*Extract provided*.

A transgenic bacterial artificial chromosome approach to identify regulatory regions that direct Amhr2 and Osterix expression in Mullerian duct mesenchyme

A transgenic mouse approach using bacterial artificial chromosomes (BAC) was used to identify regulatory regions that direct Mullerian duct expression for Amhr2 and Osterix (Osx, also known as Sp7). Amhr2 encodes the receptor that mediates anti-Mullerian hormone (AMH) signaling for Mullerian duct regression in male embryos. Amhr2 is expressed in the Mullerian duct mesenchyme of both male and female embryos. A similar to 147-kb BAC clone containing the Amhr2 locus was used to generate transgenic mice. The transgene was able to rescue the block in Mullerian duct regression of Amhr2-null males, suggesting that the BAC clone contains regulatory sequences active in male embryos. Osx is expressed in the developing skeleton of male and female embryos but is also an AMH-induced gene that is expressed in the Mullerian duct mesenchyme exclusively in male embryos. Osx-Cre transgenic mice were previously generated using a similar to 204-kb BAC clone. Crosses of Osx-Cre mice to Cre-dependent lacZ reporter mice resulted in reporter expression in the developing skeleton and in the Mullerian duct mesenchyme of male but not female embryos. Osx-Cherry transgenic mice were previously generated using a 39-kb genomic region surrounding the Osx locus. Osx-Cherry embryos expressed red fluorescence in the developing skeleton and Mullerian duct mesenchyme of male but not female embryos. In addition, female Osx-Cherry embryos ectopically expressing human AMH from an Mt1-AMH transgene activated red fluorescence in the Mullerian duct mesenchyme. These results suggest that the 39-kb region used to generate Osx-Cherry contains male-specific Mullerian duct mesenchyme regulatory sequences that are responsive to AMH signaling. These BAC transgenic mouse approaches identify two distinct regions that direct Mullerian duct mesenchyme expression and contribute fundamental knowledge to define a gene regulatory network for sex differentiation.

Automated summary

A transgenic approach using bacterial artificial chromosomes (BAC) was used to identify regulatory regions that control the expression of Amhr2 and Osterix genes. This study provides important insights into the gene regulatory network for sex differentiation.

*Your instructions*.
In the abstract on Amhr2 and Osterix regulatory regions, how large was the genomic region used to generate the Osx-Cherry transgenic mice?

*Material shown*.
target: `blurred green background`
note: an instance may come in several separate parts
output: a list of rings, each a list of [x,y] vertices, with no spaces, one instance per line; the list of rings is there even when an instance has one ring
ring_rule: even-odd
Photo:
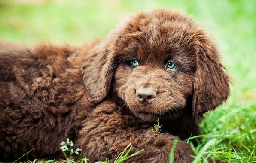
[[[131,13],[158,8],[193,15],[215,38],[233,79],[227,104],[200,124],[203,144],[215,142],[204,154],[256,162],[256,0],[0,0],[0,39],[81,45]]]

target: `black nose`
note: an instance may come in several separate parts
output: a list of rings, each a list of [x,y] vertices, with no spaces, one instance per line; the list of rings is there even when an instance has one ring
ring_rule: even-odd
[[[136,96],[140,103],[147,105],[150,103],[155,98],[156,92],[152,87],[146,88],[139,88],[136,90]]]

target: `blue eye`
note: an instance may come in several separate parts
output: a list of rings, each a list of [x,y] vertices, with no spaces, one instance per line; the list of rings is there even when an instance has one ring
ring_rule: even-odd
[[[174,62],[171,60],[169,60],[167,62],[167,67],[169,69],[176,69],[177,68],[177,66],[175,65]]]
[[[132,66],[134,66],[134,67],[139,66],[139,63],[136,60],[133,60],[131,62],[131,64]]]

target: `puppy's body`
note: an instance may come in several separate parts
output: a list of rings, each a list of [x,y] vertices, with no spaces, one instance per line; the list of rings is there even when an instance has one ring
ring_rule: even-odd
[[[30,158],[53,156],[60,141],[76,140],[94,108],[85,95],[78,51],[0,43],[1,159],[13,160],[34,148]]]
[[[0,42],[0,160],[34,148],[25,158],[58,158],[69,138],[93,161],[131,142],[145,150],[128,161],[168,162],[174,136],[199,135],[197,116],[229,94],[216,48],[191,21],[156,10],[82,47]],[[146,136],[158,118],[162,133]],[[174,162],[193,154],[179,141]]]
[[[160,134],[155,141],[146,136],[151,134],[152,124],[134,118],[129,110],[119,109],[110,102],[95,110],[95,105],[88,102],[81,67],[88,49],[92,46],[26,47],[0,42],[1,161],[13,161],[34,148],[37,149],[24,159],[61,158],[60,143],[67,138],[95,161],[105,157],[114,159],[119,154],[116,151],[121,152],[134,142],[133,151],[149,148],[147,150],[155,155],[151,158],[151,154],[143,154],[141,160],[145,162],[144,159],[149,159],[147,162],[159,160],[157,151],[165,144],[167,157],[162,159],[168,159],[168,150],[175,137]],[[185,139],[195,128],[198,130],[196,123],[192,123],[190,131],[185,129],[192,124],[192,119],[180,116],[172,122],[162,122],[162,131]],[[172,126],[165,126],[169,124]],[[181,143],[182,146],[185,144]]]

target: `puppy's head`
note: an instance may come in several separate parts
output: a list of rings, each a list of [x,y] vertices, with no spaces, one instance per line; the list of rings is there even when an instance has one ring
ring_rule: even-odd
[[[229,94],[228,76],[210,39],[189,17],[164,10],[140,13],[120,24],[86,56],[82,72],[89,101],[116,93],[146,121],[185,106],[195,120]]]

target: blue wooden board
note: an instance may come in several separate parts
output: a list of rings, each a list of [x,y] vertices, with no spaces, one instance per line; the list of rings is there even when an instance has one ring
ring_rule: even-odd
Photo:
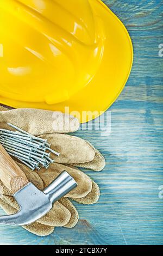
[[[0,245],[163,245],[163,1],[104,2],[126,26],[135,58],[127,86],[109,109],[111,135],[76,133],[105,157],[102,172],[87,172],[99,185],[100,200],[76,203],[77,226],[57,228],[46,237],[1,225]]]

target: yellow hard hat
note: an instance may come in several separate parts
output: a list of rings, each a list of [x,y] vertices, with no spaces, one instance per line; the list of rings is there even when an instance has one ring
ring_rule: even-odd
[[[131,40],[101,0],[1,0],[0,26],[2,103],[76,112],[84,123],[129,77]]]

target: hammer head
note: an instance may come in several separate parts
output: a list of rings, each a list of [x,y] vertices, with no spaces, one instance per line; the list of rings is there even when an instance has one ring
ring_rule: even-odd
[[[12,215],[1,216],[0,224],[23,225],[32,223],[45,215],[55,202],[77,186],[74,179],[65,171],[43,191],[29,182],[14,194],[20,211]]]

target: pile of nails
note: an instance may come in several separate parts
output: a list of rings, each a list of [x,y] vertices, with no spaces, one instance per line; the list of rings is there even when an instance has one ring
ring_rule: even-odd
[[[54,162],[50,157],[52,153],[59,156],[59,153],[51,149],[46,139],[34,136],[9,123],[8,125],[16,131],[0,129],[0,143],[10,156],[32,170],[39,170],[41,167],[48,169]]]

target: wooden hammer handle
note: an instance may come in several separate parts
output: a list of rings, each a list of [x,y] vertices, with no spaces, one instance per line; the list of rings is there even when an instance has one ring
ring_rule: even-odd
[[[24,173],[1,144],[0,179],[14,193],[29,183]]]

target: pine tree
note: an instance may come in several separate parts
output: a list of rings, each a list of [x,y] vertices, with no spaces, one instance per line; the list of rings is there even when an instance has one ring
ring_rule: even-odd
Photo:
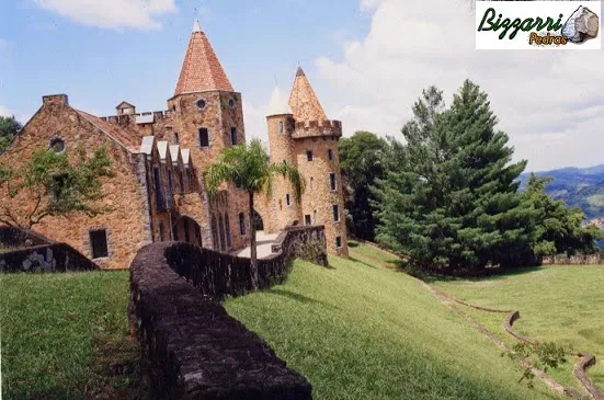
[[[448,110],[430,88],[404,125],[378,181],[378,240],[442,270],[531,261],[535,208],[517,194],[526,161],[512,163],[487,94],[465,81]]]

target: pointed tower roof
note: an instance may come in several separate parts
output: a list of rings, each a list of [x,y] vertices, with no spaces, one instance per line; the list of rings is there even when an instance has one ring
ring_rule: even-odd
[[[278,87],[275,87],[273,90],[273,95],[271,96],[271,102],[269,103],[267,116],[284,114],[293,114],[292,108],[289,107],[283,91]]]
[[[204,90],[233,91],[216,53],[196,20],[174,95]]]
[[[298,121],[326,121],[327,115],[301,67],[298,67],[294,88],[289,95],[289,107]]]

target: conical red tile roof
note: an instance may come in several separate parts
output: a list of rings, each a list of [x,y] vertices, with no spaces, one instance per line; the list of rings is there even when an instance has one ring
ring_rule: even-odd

*Solution for this exercise*.
A 39-kb genomic region surrounding the Osx locus.